> **DIRECTIVE**
Rewrite the records from the line with "spot the park tree." through the end of the records, substituting "trail" for "path" and keeping everything else the same. Leave the pictures out of your answer.

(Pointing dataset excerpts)
━━━━━━━━━━━━━━━━━━━━━━━━━━━━━━

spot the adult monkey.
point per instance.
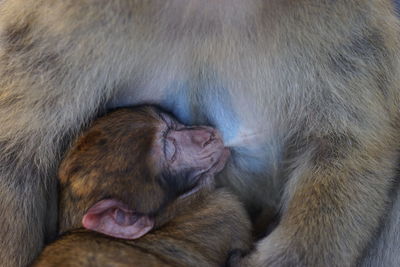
(305, 91)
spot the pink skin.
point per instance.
(199, 149)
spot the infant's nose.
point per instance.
(202, 137)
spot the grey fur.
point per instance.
(314, 89)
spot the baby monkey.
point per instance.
(138, 172)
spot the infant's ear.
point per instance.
(112, 217)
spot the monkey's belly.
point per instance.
(256, 150)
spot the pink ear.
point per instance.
(114, 218)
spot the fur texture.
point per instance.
(306, 92)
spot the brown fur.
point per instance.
(305, 91)
(203, 236)
(113, 159)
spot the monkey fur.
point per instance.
(305, 92)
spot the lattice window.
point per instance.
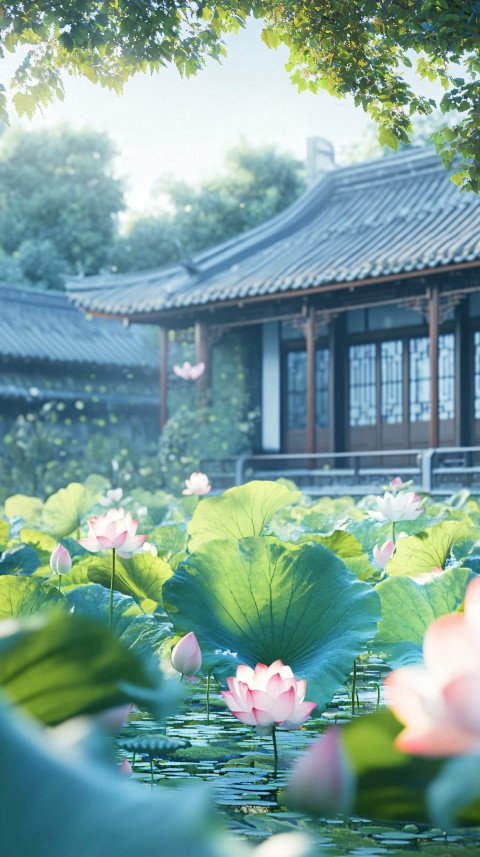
(420, 378)
(322, 365)
(363, 385)
(391, 355)
(477, 374)
(296, 390)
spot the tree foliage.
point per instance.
(362, 48)
(58, 201)
(256, 184)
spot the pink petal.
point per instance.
(283, 706)
(90, 544)
(448, 648)
(245, 674)
(263, 718)
(472, 608)
(462, 696)
(245, 717)
(413, 698)
(301, 713)
(441, 740)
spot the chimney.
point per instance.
(320, 159)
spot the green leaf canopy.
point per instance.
(266, 600)
(22, 596)
(426, 550)
(408, 608)
(238, 512)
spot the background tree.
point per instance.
(255, 184)
(58, 205)
(361, 48)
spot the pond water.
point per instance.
(239, 767)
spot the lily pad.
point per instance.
(238, 512)
(156, 746)
(266, 600)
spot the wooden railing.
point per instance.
(439, 471)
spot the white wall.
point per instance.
(271, 393)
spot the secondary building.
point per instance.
(360, 307)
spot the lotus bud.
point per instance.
(382, 555)
(186, 655)
(126, 768)
(60, 560)
(323, 782)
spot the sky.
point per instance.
(166, 125)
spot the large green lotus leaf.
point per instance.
(238, 512)
(19, 559)
(22, 596)
(69, 665)
(390, 784)
(349, 549)
(29, 509)
(395, 786)
(143, 634)
(142, 576)
(343, 544)
(266, 600)
(82, 806)
(408, 608)
(426, 550)
(64, 512)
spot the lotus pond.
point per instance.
(341, 592)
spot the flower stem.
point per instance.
(208, 694)
(112, 584)
(275, 752)
(354, 685)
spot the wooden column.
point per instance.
(163, 376)
(337, 384)
(433, 324)
(202, 353)
(310, 342)
(464, 361)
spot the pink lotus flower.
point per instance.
(189, 372)
(267, 697)
(60, 560)
(397, 507)
(382, 555)
(114, 530)
(147, 547)
(322, 781)
(197, 484)
(439, 702)
(186, 655)
(126, 768)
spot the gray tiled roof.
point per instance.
(44, 326)
(380, 218)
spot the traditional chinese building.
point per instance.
(360, 305)
(51, 352)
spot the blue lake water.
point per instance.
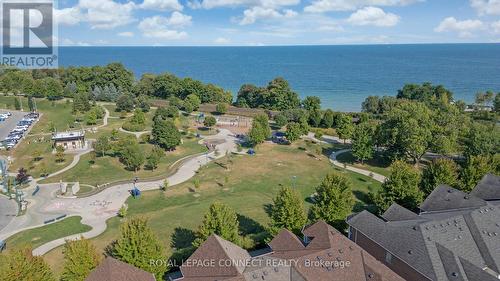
(342, 76)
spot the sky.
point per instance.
(275, 22)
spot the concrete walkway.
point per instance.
(375, 176)
(98, 208)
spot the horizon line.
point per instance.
(279, 45)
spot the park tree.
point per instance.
(209, 122)
(102, 145)
(165, 134)
(20, 265)
(220, 220)
(401, 187)
(371, 105)
(439, 171)
(17, 104)
(327, 121)
(407, 132)
(81, 102)
(221, 108)
(31, 104)
(137, 245)
(192, 100)
(132, 156)
(345, 127)
(154, 157)
(474, 170)
(125, 102)
(60, 153)
(482, 139)
(315, 117)
(363, 141)
(80, 257)
(293, 131)
(311, 103)
(334, 200)
(280, 120)
(288, 211)
(496, 103)
(22, 176)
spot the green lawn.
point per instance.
(55, 112)
(377, 164)
(109, 169)
(252, 183)
(23, 156)
(41, 235)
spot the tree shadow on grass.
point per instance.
(182, 238)
(268, 209)
(249, 226)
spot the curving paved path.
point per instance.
(333, 160)
(96, 209)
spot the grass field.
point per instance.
(41, 235)
(376, 165)
(23, 156)
(109, 169)
(252, 183)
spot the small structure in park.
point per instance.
(73, 140)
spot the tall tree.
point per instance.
(334, 200)
(474, 170)
(363, 141)
(221, 220)
(288, 211)
(407, 132)
(401, 187)
(22, 265)
(132, 156)
(439, 171)
(345, 127)
(80, 257)
(165, 134)
(102, 145)
(137, 245)
(293, 131)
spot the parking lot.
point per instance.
(8, 125)
(15, 126)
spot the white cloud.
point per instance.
(106, 14)
(259, 13)
(373, 16)
(126, 34)
(486, 7)
(68, 16)
(163, 27)
(496, 26)
(321, 6)
(222, 41)
(162, 5)
(210, 4)
(464, 28)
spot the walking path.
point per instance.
(95, 210)
(333, 157)
(375, 176)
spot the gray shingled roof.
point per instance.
(445, 198)
(398, 213)
(488, 188)
(438, 237)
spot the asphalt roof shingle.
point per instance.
(114, 270)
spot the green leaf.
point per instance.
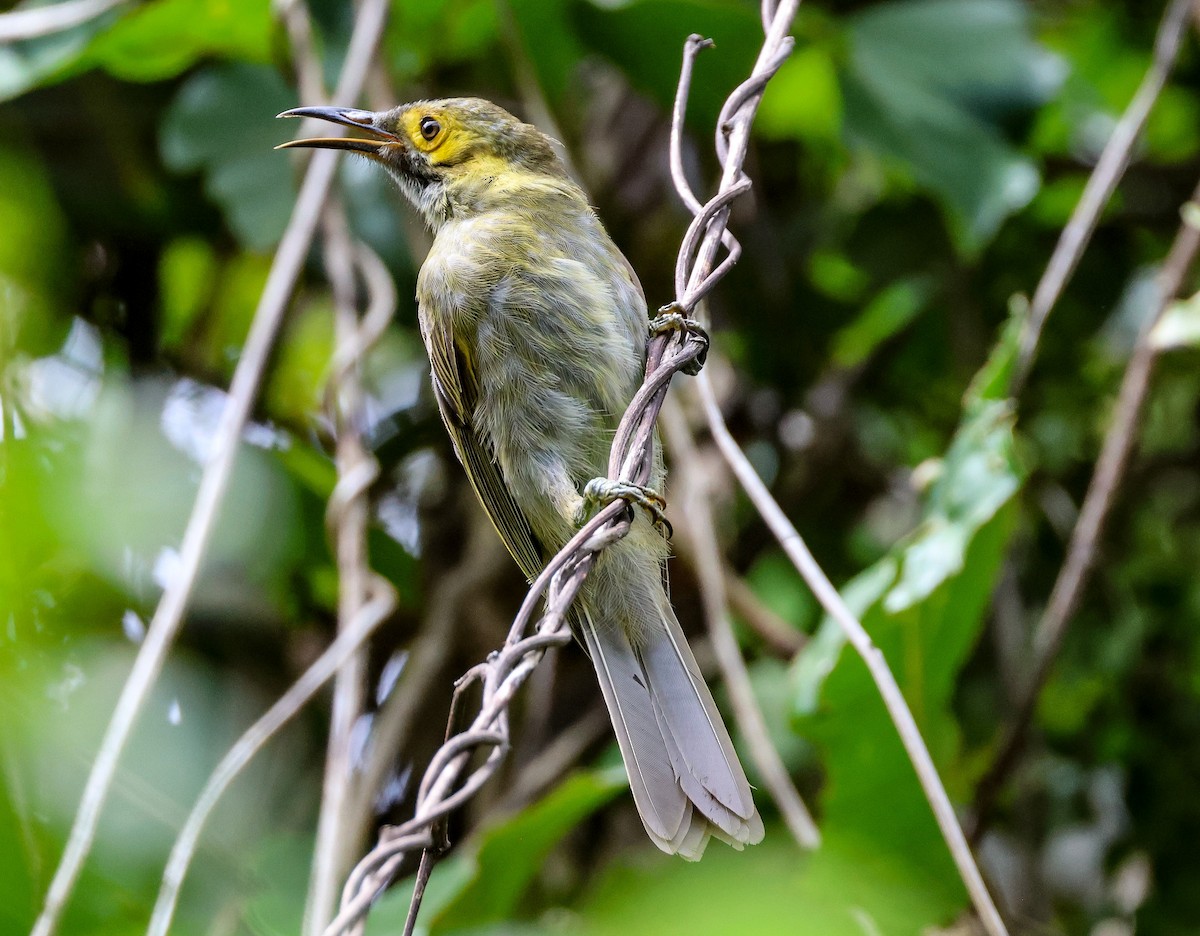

━━━━━━━━━━━━━━━━━━━━━━━━━━━━━━

> **REPLY**
spot the park tree.
point per instance.
(209, 122)
(102, 145)
(165, 134)
(20, 265)
(220, 220)
(401, 187)
(371, 105)
(439, 171)
(17, 104)
(327, 121)
(407, 132)
(81, 102)
(221, 108)
(31, 104)
(137, 245)
(192, 100)
(132, 156)
(345, 127)
(154, 157)
(474, 170)
(125, 102)
(60, 153)
(482, 139)
(315, 117)
(363, 141)
(80, 257)
(293, 131)
(311, 103)
(334, 200)
(280, 120)
(288, 211)
(496, 103)
(22, 176)
spot the green lawn.
point per instance.
(55, 112)
(377, 164)
(109, 169)
(252, 183)
(23, 156)
(41, 235)
spot the tree shadow on grass.
point per instance.
(182, 238)
(268, 209)
(249, 226)
spot the curving paved trail.
point per instance.
(333, 160)
(96, 209)
spot the grass field.
point per instance.
(41, 235)
(376, 165)
(23, 156)
(109, 169)
(252, 183)
spot the small structure in park.
point per instance.
(73, 140)
spot the tall tree.
point per instance.
(334, 200)
(474, 170)
(363, 141)
(221, 220)
(288, 211)
(407, 132)
(401, 187)
(22, 265)
(132, 156)
(439, 171)
(345, 127)
(80, 257)
(165, 134)
(102, 145)
(137, 245)
(293, 131)
spot the parking lot.
point per instance.
(8, 125)
(15, 126)
spot the white cloud.
point per instance.
(106, 14)
(259, 13)
(373, 16)
(126, 34)
(486, 7)
(68, 16)
(163, 27)
(496, 26)
(321, 6)
(222, 41)
(162, 5)
(210, 4)
(464, 28)
spot the walking trail.
point per instance.
(95, 210)
(333, 157)
(375, 176)
spot the gray shingled roof.
point per instance.
(445, 198)
(398, 213)
(488, 188)
(438, 237)
spot the asphalt roof shingle.
point per instance.
(114, 270)
spot the green leaf.
point per instance.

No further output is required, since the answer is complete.